TASK BRIEF
Check every line of the data for the string "ordered" and copy the ones that have it.

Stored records
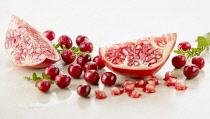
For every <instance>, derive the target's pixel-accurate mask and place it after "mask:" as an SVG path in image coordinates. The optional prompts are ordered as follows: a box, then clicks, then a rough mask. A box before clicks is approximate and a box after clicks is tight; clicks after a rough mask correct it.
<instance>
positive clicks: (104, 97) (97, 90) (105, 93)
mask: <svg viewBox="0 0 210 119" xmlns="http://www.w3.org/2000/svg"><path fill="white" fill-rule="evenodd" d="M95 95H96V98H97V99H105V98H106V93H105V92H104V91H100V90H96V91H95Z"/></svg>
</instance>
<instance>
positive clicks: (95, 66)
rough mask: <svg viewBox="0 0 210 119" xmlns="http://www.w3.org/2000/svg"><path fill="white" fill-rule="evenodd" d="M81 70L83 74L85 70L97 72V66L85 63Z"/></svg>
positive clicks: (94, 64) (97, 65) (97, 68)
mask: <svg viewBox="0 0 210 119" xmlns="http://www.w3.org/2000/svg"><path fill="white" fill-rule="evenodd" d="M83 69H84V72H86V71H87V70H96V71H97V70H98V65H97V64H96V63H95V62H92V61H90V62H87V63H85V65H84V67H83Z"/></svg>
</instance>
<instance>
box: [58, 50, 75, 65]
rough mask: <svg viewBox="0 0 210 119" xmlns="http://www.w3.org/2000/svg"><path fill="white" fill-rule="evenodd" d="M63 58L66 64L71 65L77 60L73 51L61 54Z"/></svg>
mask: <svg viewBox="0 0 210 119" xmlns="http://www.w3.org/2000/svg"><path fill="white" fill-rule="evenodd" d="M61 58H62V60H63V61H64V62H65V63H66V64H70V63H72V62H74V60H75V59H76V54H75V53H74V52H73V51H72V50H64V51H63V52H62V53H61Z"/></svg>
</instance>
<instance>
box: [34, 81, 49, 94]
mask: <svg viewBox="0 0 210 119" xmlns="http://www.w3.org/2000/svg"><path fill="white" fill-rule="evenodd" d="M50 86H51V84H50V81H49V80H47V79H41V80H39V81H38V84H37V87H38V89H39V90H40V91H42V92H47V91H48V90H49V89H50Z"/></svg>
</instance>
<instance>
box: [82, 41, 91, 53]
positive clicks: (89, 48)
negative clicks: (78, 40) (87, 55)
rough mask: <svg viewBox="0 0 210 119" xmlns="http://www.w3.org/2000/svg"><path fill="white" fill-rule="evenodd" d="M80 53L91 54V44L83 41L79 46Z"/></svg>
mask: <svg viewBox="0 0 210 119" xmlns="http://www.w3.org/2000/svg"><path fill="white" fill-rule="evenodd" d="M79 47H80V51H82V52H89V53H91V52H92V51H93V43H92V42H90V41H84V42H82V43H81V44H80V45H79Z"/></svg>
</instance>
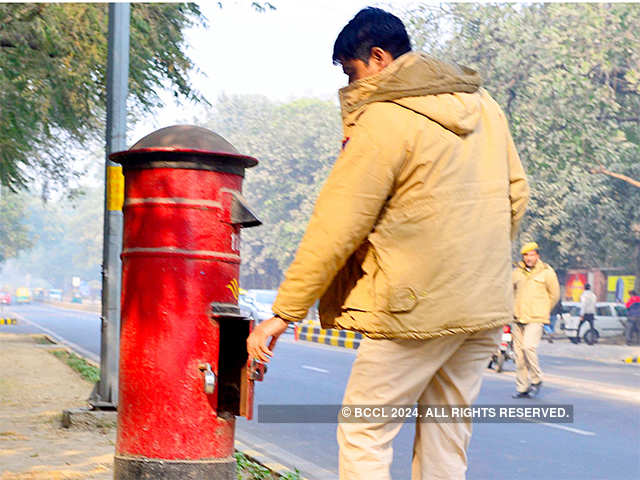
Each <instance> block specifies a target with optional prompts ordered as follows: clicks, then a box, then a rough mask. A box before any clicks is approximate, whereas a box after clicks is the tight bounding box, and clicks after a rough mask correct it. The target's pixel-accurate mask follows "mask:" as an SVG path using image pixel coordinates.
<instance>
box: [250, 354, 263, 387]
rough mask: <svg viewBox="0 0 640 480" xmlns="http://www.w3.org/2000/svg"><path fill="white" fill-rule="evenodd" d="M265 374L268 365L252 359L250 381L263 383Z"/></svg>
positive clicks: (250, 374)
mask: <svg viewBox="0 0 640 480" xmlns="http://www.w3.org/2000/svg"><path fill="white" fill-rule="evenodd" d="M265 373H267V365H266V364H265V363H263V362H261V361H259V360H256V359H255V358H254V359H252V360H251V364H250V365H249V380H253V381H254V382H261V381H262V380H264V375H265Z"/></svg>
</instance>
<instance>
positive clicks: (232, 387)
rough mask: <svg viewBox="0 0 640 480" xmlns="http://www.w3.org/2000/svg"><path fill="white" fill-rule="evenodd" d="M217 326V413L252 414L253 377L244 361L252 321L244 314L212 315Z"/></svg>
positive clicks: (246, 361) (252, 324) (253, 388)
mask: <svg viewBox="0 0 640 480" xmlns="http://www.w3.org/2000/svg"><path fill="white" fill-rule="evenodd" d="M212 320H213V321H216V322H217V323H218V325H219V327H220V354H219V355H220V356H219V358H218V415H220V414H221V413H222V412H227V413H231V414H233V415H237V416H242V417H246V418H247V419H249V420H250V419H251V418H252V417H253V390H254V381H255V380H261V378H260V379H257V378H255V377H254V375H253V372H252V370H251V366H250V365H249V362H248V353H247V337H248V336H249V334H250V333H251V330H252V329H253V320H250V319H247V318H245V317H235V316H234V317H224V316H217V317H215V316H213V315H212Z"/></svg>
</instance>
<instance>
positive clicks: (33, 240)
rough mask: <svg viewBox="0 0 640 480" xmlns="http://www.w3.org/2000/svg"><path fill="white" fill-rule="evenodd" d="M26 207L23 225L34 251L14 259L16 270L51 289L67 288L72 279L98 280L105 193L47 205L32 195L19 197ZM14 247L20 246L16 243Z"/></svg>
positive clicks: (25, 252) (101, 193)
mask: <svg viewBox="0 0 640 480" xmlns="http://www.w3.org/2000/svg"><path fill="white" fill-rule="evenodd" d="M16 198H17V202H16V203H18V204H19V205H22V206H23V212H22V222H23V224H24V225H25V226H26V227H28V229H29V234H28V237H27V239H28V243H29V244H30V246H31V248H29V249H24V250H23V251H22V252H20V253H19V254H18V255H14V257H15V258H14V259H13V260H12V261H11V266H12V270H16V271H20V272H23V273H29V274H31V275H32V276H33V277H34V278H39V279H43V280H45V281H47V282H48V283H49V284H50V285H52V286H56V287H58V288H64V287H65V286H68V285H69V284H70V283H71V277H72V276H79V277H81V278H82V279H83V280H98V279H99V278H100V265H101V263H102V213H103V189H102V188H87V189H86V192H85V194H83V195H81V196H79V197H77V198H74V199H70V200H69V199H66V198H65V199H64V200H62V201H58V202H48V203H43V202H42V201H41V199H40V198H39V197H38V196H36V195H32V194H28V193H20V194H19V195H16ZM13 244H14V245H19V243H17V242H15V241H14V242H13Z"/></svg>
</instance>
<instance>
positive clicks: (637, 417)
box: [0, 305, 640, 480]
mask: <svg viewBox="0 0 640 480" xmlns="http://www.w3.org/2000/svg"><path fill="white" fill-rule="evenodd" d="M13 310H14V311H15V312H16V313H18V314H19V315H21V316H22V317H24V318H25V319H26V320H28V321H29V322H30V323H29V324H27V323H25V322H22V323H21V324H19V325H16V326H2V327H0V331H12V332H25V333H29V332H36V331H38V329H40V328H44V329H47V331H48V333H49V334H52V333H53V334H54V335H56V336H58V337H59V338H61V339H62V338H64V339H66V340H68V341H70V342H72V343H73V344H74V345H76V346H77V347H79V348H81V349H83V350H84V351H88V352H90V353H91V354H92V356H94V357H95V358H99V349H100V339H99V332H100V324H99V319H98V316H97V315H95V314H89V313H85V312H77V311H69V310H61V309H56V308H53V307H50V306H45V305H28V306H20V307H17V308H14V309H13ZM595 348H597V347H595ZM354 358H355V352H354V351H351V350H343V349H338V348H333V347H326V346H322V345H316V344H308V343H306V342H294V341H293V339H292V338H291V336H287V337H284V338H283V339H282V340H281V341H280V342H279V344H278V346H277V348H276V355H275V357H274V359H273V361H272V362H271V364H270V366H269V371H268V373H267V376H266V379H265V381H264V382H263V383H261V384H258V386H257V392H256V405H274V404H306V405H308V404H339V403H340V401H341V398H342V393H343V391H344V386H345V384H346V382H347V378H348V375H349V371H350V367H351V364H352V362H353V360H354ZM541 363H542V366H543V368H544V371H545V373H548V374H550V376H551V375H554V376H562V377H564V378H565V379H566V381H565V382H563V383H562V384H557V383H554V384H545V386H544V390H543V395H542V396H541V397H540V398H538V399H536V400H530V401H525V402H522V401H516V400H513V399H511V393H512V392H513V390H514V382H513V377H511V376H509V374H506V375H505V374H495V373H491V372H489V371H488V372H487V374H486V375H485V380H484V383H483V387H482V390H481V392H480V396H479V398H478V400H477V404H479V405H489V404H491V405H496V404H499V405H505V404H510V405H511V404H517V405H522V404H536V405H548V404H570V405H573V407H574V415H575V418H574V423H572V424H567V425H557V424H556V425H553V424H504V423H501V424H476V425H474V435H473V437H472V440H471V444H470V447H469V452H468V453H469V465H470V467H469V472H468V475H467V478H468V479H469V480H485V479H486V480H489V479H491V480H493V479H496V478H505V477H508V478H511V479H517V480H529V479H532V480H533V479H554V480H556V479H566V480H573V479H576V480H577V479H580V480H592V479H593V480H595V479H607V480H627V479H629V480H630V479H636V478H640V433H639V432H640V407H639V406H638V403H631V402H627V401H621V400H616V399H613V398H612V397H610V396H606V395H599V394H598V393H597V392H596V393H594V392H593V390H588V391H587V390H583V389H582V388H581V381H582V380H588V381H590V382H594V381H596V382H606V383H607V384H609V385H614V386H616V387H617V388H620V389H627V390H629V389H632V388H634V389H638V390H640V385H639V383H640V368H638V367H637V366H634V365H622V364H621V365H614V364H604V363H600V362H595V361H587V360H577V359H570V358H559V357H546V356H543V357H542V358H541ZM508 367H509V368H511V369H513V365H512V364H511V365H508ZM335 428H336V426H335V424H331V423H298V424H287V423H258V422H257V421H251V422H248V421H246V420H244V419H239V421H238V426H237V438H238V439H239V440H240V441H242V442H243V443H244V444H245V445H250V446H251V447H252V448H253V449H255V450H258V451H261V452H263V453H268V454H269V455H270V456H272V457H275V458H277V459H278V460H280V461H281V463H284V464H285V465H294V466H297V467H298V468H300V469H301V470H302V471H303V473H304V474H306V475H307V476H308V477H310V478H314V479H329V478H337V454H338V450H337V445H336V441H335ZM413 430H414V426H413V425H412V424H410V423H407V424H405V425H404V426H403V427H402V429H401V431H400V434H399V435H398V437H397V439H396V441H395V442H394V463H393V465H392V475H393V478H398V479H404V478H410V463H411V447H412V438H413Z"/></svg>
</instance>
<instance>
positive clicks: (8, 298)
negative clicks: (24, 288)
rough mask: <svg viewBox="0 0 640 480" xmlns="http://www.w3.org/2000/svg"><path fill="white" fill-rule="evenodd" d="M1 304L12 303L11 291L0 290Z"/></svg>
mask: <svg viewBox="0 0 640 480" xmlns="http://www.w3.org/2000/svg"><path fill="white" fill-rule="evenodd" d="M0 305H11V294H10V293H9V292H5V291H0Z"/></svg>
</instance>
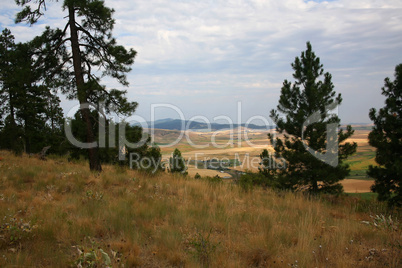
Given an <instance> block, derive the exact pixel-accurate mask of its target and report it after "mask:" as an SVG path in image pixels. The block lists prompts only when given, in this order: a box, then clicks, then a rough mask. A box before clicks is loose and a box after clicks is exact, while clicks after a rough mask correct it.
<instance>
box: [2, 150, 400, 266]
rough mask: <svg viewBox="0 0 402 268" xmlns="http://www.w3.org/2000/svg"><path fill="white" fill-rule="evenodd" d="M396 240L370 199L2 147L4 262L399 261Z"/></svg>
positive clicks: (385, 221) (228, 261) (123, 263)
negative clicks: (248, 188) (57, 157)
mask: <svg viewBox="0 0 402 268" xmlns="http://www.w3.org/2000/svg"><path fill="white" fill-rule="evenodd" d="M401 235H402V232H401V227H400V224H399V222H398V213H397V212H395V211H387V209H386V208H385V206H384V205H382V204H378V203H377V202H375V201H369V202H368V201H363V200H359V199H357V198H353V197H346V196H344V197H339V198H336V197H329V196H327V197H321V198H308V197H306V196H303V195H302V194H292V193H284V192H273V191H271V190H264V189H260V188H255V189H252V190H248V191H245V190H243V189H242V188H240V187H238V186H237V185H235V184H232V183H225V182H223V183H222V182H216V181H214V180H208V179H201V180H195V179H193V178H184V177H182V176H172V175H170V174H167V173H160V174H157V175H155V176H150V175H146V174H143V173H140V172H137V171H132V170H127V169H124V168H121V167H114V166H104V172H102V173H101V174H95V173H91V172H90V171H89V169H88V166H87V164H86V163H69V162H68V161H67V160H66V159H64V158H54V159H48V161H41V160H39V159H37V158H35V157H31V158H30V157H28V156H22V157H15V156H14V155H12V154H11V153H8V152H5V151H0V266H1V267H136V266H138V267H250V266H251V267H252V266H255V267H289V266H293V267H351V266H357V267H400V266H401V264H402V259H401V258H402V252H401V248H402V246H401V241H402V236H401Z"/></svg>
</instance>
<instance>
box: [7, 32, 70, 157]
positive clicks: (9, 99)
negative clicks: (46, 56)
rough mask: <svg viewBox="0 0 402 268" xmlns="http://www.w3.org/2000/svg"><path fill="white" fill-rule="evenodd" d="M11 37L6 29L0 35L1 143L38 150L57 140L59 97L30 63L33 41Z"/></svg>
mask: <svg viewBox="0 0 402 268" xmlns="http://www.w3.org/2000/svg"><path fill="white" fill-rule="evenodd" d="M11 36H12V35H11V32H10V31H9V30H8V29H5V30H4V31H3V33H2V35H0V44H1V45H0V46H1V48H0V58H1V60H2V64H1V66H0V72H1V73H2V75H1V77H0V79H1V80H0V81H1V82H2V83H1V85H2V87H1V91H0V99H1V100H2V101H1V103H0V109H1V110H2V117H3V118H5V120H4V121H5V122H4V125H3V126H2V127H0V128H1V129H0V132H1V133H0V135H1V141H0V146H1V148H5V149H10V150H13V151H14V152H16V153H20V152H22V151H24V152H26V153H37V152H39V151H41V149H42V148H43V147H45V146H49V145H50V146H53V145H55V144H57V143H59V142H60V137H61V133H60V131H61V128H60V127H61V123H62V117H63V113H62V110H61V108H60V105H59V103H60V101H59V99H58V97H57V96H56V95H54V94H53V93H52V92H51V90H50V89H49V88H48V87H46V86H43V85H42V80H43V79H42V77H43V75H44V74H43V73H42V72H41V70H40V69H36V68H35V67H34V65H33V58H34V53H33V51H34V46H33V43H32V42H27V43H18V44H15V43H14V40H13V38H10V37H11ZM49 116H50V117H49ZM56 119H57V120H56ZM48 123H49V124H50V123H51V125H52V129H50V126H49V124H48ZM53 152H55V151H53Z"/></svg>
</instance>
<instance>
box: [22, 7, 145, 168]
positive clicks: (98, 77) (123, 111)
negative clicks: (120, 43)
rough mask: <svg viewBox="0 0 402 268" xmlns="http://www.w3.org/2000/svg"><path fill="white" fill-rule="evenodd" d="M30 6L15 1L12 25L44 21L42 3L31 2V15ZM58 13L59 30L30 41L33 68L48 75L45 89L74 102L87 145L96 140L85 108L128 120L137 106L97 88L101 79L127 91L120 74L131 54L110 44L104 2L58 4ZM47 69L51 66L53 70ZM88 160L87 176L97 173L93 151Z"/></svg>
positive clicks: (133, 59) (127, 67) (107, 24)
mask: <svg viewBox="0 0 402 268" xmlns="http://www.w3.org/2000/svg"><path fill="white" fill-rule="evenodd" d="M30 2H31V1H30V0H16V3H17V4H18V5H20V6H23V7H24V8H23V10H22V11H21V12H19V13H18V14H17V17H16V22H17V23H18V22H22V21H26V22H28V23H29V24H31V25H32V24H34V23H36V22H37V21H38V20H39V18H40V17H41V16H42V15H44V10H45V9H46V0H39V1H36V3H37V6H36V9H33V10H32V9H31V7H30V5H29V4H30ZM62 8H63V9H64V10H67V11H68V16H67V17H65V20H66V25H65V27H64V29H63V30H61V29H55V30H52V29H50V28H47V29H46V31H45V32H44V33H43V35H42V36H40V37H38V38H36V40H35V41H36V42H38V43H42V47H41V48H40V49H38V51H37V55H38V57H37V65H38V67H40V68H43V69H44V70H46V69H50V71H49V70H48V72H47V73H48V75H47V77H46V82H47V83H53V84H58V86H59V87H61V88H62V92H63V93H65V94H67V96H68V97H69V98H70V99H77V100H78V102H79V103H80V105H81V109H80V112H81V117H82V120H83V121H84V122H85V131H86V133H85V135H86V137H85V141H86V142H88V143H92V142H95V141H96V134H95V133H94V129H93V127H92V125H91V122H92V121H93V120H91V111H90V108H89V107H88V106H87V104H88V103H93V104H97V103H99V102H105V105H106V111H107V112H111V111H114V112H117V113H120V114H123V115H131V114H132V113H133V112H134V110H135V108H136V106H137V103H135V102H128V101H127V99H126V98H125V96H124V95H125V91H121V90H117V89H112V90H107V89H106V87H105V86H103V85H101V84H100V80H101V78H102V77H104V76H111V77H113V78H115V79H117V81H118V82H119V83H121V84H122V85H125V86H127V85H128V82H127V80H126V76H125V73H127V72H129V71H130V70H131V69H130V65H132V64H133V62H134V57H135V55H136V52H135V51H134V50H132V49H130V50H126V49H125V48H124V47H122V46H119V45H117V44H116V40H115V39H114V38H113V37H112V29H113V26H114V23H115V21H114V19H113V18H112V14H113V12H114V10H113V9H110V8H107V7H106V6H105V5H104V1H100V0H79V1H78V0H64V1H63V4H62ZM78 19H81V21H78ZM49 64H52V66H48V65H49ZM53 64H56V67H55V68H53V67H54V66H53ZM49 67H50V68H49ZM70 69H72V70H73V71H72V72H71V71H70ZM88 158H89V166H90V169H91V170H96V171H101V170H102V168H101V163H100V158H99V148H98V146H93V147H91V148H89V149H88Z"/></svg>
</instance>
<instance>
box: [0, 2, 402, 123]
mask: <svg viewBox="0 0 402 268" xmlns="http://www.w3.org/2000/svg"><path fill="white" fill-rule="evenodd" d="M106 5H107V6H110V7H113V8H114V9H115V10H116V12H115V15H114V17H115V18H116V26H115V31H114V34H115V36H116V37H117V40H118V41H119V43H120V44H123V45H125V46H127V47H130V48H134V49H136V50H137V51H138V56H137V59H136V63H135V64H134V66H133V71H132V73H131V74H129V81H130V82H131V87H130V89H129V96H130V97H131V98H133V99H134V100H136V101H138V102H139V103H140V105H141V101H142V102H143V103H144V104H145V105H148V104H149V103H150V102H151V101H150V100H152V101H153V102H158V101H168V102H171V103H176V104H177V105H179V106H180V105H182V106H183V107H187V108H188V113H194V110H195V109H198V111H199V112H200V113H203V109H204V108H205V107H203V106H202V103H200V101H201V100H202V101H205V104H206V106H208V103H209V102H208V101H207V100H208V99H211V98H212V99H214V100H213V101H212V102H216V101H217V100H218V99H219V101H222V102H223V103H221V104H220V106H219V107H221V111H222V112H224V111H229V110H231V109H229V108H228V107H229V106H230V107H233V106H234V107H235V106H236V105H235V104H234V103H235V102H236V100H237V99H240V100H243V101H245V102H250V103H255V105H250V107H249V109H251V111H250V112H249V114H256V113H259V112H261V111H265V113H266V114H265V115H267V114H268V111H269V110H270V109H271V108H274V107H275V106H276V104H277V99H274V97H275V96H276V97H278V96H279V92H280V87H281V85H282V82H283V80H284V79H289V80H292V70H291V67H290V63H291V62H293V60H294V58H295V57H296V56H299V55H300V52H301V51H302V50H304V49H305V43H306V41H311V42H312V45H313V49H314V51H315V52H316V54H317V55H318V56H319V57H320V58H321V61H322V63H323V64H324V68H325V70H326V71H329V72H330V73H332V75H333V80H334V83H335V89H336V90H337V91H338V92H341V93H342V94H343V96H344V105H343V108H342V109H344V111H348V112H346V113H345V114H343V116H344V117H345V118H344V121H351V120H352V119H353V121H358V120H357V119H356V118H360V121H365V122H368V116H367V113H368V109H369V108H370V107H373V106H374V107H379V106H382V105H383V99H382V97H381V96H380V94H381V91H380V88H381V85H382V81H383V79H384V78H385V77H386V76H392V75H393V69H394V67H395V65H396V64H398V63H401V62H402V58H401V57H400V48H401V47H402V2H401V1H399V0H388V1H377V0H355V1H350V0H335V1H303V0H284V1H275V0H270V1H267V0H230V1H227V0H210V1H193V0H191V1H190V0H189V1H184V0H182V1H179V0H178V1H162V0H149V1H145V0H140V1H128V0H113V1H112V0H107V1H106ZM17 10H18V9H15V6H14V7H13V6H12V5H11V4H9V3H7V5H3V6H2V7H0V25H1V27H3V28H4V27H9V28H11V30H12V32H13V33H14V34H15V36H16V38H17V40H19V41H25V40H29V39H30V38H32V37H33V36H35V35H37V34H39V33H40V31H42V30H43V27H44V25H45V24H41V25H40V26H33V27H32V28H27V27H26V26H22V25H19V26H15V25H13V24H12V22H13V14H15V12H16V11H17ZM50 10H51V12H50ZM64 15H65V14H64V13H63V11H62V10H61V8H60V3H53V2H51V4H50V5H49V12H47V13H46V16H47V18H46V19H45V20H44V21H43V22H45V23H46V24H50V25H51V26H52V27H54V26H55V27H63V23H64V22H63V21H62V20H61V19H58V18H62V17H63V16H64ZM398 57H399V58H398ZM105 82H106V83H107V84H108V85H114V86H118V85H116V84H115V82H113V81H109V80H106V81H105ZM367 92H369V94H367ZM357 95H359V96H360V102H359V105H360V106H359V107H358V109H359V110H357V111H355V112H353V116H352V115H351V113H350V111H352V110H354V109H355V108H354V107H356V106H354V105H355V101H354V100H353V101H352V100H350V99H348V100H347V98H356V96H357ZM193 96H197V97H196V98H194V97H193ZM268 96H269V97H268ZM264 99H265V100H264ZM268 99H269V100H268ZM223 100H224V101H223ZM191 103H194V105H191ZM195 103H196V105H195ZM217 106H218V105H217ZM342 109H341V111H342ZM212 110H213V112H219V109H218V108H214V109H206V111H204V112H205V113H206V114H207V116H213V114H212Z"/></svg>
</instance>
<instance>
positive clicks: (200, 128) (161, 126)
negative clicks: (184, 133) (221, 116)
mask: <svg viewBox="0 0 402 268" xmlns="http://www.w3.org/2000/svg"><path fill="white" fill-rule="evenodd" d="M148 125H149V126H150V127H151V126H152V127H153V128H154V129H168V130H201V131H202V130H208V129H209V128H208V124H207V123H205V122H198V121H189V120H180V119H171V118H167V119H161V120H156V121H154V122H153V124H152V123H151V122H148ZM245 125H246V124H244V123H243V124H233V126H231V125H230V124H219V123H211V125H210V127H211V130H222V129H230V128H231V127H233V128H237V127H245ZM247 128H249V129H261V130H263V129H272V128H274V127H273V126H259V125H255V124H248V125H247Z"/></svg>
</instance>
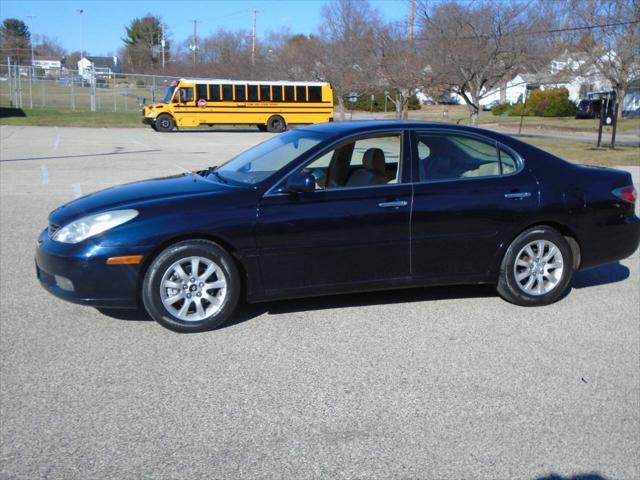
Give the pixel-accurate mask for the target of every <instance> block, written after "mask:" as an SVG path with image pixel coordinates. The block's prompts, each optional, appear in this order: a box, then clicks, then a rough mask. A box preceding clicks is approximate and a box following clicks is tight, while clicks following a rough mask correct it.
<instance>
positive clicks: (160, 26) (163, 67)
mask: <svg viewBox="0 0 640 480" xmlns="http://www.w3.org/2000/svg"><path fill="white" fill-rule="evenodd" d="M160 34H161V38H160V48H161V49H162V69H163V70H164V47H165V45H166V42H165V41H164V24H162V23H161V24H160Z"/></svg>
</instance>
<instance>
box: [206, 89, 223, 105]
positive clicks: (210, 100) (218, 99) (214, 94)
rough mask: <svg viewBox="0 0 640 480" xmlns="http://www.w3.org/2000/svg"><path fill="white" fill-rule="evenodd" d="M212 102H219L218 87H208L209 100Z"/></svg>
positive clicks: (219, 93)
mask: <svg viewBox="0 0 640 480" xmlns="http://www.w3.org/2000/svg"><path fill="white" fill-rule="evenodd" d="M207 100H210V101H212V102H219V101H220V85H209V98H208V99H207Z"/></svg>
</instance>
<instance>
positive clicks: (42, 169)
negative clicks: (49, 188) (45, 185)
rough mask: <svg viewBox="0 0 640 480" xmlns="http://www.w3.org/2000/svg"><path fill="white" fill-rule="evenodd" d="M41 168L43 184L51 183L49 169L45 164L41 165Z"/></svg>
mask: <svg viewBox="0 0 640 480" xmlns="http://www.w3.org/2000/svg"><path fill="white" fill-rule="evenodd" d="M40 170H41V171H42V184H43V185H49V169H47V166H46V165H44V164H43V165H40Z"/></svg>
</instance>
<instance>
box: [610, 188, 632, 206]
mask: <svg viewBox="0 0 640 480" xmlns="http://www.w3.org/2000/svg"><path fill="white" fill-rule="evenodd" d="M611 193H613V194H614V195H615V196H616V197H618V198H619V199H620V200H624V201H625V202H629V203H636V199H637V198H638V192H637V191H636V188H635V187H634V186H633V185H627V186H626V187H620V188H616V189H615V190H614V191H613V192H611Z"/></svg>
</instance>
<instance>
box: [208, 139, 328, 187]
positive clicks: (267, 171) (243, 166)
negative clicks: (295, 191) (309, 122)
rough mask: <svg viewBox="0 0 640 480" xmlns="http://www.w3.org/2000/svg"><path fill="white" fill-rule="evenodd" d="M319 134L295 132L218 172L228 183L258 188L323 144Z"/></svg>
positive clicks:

TASK RESPONSE
For every <instance>, derive the target's pixel-accurate mask and place it after "mask:" as an SVG path in image coordinates. The optional prompts are ordered as follows: a box, then clicks, then a rough mask. A box before clicks is approximate and a box after clicks is tight; clicks after a rough mask correct it.
Each <instance> block specifies a target with optional prompts ordered as follows: clicks, then a box, then a rough mask. A box before any clicks is approximate, whereas a box after clicks is the tight bounding box, and clicks after a rough mask correct it. The target's pixel-accurate mask follows "mask:" as an SVG path using image pixel coordinates.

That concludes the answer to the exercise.